Rewrite the stretch from the start of these lines through the line containing "x=15, y=111", requests included, scaling every coordinate in the answers by 1.55 and rounding to whole numbers, with halves rounded up. Leave the numbers in the requests unchanged, and give only those lines.

─── Available records ───

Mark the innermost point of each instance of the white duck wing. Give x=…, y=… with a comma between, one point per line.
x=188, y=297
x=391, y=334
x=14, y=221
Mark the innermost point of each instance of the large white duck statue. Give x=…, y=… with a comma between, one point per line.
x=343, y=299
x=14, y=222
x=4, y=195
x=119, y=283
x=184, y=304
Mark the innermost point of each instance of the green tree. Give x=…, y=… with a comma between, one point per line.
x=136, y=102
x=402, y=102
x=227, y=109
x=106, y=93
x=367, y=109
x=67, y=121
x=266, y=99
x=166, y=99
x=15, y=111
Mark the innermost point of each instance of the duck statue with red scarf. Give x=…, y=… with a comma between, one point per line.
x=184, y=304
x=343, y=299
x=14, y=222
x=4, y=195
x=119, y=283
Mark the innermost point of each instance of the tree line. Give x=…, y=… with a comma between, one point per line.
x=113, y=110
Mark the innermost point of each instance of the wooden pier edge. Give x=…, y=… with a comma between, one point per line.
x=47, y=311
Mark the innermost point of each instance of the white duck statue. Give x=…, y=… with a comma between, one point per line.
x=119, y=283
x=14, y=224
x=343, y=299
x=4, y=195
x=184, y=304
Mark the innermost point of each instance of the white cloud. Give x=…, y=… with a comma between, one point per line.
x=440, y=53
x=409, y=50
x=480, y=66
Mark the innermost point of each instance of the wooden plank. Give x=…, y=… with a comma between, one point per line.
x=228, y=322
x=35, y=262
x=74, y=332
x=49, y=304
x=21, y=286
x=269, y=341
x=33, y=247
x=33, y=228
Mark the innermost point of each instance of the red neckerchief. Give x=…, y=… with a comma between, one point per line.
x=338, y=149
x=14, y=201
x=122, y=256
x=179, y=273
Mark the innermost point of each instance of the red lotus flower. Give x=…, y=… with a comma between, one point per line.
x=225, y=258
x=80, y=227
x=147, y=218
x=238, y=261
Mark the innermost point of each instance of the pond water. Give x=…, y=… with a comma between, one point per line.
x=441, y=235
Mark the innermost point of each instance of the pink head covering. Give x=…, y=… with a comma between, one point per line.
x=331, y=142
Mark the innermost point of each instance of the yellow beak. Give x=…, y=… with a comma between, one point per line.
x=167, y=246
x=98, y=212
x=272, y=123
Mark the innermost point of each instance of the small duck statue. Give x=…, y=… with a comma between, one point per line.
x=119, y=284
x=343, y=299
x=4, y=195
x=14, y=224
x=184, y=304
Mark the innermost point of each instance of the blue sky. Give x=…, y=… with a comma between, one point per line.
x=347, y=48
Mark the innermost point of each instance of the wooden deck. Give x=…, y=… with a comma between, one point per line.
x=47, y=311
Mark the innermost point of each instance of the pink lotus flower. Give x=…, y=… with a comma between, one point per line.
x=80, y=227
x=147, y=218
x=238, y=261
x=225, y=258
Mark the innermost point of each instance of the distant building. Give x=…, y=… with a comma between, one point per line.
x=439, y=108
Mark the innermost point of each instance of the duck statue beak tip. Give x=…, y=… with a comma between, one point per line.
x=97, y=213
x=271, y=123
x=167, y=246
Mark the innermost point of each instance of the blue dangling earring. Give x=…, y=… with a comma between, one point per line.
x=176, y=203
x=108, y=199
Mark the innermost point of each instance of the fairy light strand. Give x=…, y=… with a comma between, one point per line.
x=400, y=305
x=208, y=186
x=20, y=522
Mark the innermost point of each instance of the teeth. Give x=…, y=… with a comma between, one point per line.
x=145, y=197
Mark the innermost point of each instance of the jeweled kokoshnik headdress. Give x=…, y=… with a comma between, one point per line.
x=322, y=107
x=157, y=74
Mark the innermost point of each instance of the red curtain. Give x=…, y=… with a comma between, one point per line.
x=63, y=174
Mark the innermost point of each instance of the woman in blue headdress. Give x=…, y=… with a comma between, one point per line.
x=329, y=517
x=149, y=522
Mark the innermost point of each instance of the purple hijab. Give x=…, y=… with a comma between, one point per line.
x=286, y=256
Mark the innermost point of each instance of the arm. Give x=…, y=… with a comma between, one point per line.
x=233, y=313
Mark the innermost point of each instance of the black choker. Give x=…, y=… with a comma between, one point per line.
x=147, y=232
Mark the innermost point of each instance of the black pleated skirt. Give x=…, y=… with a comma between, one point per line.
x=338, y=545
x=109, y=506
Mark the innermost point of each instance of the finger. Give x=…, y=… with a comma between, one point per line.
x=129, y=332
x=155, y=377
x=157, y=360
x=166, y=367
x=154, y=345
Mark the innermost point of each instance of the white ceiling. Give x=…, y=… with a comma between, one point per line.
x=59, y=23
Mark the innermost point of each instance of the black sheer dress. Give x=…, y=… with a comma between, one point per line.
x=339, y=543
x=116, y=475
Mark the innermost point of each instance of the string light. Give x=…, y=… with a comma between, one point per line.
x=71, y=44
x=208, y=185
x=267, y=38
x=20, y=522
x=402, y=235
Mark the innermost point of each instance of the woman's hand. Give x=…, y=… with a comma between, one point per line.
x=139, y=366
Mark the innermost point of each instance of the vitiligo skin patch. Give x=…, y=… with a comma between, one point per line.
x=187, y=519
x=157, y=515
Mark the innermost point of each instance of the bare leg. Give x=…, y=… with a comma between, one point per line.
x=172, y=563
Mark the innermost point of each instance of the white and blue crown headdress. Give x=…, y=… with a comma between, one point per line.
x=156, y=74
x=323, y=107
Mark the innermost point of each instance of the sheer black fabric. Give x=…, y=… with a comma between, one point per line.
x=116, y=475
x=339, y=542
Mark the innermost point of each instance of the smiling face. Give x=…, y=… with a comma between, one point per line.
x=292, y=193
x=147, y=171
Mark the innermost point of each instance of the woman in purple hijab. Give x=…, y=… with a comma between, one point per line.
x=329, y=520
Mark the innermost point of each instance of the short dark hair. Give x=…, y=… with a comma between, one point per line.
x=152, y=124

───

# Answer:
Mark the innermost point of each instance of the white duck wing. Give x=…, y=… with a comma between, one point per line.
x=291, y=460
x=606, y=518
x=22, y=343
Mark the innermost point of each instance of the large white duck statue. Give x=…, y=… with a comma between, one point per line.
x=532, y=463
x=22, y=344
x=6, y=302
x=184, y=439
x=285, y=471
Mark the innermost point of each instance of the green tree. Give x=…, y=… with a comma between, one point per line.
x=211, y=158
x=623, y=158
x=352, y=169
x=164, y=144
x=569, y=169
x=104, y=188
x=412, y=153
x=257, y=153
x=23, y=172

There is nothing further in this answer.